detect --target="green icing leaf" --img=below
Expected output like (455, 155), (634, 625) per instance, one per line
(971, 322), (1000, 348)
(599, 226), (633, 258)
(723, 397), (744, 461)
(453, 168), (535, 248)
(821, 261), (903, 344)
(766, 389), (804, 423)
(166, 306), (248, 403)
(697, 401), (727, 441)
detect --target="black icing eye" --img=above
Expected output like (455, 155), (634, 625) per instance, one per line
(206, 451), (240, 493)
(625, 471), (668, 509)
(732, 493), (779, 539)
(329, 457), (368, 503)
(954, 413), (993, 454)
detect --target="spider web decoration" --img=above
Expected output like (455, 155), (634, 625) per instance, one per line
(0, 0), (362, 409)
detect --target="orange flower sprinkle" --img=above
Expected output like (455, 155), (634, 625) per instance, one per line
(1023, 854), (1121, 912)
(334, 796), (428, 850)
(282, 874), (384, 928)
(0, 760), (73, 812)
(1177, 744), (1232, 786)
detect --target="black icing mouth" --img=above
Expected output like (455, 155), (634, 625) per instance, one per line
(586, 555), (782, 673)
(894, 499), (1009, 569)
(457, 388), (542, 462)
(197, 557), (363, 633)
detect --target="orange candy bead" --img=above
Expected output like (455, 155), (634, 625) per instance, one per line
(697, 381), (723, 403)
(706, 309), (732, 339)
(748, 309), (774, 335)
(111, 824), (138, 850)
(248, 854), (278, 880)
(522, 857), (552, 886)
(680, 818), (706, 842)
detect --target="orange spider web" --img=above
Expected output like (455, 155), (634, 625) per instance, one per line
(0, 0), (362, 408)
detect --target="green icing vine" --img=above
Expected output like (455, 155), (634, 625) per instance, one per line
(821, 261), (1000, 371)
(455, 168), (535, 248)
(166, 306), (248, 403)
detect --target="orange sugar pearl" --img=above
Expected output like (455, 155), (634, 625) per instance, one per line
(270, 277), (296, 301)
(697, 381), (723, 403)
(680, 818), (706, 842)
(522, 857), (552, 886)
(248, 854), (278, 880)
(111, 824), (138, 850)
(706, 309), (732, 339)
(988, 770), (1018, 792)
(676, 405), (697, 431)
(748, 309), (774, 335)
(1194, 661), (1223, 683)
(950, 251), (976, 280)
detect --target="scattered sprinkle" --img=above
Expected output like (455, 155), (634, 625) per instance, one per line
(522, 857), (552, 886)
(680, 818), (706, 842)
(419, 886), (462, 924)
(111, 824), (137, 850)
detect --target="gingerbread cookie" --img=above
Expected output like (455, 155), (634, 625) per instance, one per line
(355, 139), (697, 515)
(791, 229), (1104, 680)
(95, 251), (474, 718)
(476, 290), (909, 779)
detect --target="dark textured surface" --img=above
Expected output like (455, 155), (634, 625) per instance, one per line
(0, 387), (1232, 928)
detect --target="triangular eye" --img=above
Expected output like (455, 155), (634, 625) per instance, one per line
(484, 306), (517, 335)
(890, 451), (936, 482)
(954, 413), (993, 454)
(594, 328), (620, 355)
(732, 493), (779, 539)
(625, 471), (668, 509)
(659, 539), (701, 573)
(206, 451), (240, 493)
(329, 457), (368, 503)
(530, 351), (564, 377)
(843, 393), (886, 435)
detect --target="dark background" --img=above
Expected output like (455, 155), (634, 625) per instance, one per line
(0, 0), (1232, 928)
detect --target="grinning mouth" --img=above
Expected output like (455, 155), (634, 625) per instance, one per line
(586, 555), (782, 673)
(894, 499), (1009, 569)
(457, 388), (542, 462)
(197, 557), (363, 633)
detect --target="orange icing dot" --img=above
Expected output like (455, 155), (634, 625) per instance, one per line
= = = =
» **Do this**
Count how many lines in the rows above contain the word "spider" and reply with only that number.

» **Result of this task**
2